### DATA FOR THIS TASK
====
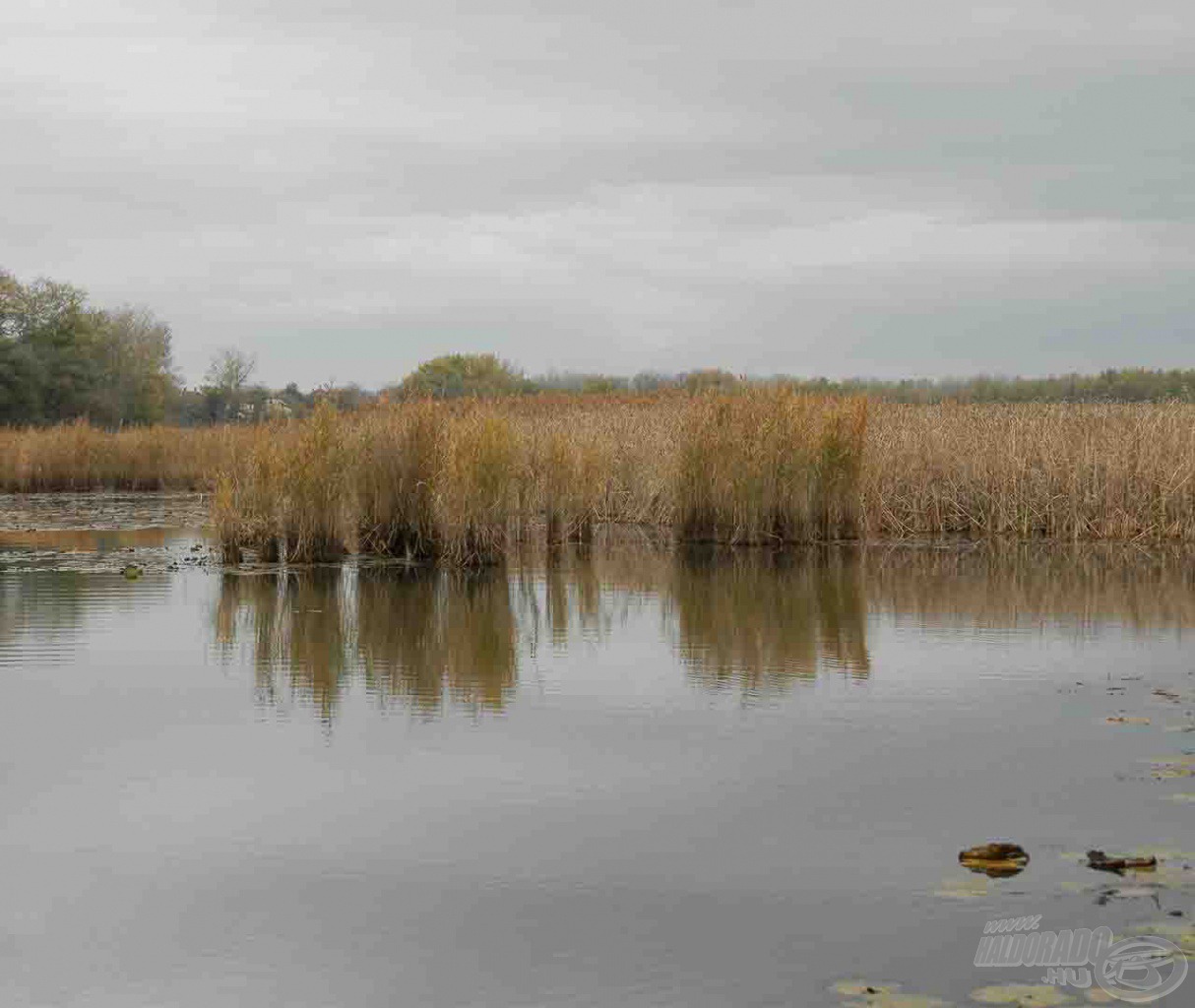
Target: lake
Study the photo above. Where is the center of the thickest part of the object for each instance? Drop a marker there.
====
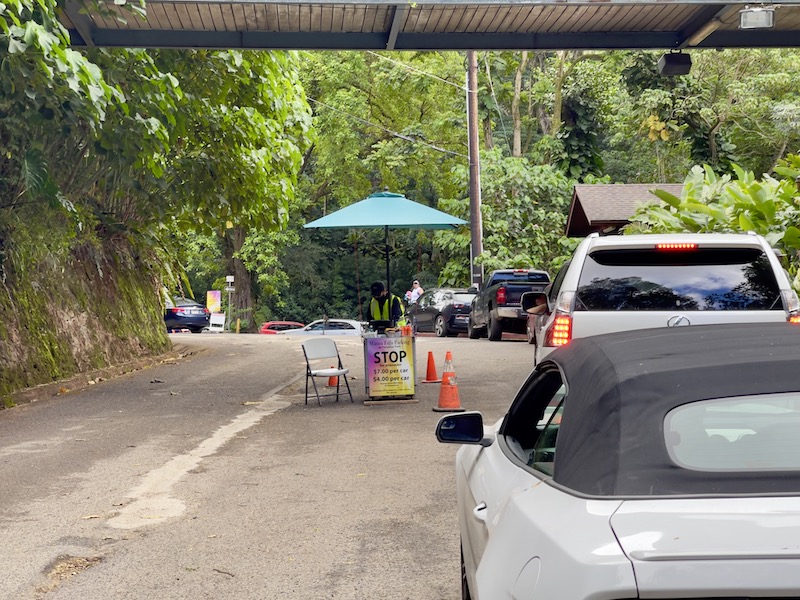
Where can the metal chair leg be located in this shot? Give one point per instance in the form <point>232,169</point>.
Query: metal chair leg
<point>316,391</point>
====
### TASK INSTRUCTIONS
The answer must be every line of the records above that holds the word "instance".

### ANSWER SPACE
Study the photo above. Where is the center of the thickest part of the object for each instance? Drop a marker there.
Where can the metal chair leg be located in this shot? Give one point per instance in the form <point>232,169</point>.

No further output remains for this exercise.